Ne leur parlez surtout pas de "sanctions" pour des travailleurs malades. Le gouvernement met davantage en avant un "Trajet Retour au travail". Objet de plusieurs débats depuis de nombreux mois, un avant-projet de loi sur l’intégration des malades de longue durée sera adopté par le conseil des ministres ce vendredi matin. Une conférence de presse est annoncée dans la foulée. Cela ne signera pas forcément la fin de la polémique.
Il y a aujourd’hui en Belgique, plus de personnes qui souffrent de maladie de longue durée que de personnes au chômage. Comment réintégrer mieux et plus vite ces 500.000 travailleurs écartés pour cause de maladie ? Le gouvernement mise sur des "coordinateurs" censés épauler les médecins-conseils actuels. En cas de refus de rencontrer le "coach" ou de remplir un formulaire, les autorités sortent le bâton.
Quelle sera la procédure ?

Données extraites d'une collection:
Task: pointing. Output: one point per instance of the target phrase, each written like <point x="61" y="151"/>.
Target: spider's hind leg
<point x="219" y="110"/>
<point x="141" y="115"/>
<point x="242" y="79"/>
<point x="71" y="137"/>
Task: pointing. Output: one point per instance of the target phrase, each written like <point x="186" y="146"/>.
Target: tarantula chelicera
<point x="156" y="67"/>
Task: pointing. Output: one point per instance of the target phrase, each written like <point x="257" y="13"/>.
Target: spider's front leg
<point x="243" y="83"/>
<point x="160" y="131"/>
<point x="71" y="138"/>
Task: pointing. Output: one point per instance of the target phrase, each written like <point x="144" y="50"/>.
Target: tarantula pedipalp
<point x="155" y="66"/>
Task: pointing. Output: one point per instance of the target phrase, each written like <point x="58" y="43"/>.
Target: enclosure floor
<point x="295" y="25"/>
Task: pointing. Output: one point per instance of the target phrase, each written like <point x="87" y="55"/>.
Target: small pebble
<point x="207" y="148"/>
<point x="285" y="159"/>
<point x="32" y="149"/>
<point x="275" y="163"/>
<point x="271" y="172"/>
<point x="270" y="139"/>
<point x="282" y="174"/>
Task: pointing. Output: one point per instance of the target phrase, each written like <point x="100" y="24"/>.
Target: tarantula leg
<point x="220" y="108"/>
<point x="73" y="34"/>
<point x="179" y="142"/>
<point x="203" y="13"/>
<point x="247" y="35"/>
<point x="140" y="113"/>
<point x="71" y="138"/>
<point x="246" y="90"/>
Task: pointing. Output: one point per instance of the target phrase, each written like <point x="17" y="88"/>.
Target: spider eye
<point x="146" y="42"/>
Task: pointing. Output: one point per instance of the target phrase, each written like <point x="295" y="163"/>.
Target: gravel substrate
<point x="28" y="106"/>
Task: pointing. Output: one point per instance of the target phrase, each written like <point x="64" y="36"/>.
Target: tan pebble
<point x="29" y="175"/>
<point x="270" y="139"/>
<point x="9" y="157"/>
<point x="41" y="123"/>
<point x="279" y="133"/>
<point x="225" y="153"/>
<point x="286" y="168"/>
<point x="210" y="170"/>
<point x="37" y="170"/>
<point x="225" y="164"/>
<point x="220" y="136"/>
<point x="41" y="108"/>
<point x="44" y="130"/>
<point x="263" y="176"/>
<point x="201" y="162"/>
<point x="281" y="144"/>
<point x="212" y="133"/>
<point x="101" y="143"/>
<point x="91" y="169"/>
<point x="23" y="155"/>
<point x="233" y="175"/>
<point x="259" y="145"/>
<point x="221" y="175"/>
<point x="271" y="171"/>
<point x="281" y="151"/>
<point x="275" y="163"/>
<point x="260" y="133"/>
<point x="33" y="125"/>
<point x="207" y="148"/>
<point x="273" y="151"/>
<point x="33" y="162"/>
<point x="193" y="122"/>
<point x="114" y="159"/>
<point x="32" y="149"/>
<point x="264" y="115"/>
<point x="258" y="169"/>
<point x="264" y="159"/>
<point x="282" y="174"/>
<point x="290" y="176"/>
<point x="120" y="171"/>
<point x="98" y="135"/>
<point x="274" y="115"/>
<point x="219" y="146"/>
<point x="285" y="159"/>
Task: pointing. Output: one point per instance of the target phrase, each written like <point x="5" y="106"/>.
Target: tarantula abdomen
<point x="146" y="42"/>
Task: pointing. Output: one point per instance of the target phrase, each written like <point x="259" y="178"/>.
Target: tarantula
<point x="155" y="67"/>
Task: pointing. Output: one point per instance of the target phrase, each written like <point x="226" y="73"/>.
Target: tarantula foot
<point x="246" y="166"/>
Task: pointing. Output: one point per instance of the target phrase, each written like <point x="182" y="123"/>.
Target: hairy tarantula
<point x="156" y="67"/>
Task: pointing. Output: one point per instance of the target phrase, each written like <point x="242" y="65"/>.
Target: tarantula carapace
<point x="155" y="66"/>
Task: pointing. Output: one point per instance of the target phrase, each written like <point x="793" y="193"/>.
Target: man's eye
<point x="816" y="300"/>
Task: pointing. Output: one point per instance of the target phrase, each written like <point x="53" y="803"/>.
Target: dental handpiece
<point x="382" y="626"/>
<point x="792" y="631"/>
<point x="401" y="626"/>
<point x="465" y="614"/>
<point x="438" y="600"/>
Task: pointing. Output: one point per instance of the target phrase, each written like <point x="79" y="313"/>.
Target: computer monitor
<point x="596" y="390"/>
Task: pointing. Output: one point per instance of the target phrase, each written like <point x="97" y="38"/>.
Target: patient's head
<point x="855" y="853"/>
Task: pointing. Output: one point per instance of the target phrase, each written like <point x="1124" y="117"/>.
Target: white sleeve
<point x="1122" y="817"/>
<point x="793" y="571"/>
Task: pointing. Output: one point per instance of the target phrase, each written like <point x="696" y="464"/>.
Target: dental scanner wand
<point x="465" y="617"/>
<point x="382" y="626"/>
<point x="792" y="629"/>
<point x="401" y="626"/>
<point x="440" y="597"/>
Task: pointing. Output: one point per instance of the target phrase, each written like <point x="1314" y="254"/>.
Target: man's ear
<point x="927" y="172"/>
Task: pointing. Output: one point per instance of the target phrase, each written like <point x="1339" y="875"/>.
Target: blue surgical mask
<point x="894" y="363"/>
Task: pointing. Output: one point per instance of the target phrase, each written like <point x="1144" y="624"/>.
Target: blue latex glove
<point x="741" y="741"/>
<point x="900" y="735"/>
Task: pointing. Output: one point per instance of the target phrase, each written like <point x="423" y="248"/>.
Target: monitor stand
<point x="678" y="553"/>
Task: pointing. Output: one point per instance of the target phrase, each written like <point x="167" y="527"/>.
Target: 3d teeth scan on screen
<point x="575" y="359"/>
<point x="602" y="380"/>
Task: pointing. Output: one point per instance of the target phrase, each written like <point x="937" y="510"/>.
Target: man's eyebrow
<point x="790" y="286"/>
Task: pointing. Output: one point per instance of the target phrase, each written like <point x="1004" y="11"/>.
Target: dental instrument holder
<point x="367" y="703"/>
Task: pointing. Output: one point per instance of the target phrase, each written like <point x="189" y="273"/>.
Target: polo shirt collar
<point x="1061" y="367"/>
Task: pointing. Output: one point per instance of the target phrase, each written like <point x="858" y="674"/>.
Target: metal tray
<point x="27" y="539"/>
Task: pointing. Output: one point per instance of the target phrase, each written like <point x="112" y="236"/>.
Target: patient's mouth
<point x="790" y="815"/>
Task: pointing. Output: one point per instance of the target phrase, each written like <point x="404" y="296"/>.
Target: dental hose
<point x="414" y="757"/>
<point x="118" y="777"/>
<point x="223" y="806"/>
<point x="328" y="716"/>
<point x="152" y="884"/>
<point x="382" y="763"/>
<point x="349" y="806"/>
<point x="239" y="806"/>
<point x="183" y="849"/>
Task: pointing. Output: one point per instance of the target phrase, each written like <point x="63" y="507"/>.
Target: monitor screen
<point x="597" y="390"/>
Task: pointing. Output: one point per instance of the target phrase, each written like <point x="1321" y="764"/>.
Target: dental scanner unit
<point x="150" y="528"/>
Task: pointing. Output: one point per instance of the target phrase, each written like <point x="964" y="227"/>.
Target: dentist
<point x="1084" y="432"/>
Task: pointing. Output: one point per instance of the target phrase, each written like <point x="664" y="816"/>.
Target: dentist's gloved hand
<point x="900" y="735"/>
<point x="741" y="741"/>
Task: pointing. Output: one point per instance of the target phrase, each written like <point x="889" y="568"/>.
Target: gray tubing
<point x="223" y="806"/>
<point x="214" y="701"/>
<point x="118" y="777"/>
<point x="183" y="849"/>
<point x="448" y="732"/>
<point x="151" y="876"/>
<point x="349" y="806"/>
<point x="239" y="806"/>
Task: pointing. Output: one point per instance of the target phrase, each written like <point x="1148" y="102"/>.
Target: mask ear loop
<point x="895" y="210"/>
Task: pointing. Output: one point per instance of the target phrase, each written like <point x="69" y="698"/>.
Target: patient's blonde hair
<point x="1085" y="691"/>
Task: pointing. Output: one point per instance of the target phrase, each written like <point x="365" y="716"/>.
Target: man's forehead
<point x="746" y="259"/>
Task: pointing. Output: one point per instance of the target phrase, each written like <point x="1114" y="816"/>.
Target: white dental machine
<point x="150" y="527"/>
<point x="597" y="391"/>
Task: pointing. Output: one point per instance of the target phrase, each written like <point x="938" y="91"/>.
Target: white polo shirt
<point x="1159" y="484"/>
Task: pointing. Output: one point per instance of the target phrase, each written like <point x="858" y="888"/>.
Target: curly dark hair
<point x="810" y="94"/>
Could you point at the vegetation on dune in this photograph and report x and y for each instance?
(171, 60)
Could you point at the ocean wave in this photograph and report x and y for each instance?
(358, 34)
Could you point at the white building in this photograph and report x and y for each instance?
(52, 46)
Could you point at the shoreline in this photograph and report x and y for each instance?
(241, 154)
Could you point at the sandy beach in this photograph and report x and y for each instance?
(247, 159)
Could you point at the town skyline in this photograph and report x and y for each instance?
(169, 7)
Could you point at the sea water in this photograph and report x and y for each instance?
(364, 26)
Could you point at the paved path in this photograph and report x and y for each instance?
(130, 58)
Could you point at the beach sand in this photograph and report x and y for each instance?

● **À faire**:
**1)** Répondez à ces questions sur l'extrait :
(a) Quand l'avant-projet de loi doit-il être adopté par le conseil des ministres ?
(b) Combien de travailleurs sont écartés pour cause de maladie ?
(c) Sur qui le gouvernement mise-t-il pour épauler les médecins-conseils actuels ?
**2)** Pourriez-vous recopier à l'identique le passage de l'extrait qui va de "Ne leur parlez" à "de la polémique." ?
**3)** Quels sont tous les mots ou expressions que l'extrait met entre guillemets ?
Les lignes n'ont aucun rapport avec l'extrait.

● **Réponses par consigne**:
**1)**
(a) Ce vendredi matin.
(b) 500.000.
(c) Sur des « coordinateurs ».

**2)**
Ne leur parlez surtout pas de "sanctions" pour des travailleurs malades. Le gouvernement met davantage en avant un "Trajet Retour au travail". Objet de plusieurs débats depuis de nombreux mois, un avant-projet de loi sur l’intégration des malades de longue durée sera adopté par le conseil des ministres ce vendredi matin. Une conférence de presse est annoncée dans la foulée. Cela ne signera pas forcément la fin de la polémique.

**3)**
- sanctions
- Trajet Retour au travail
- coordinateurs
- coach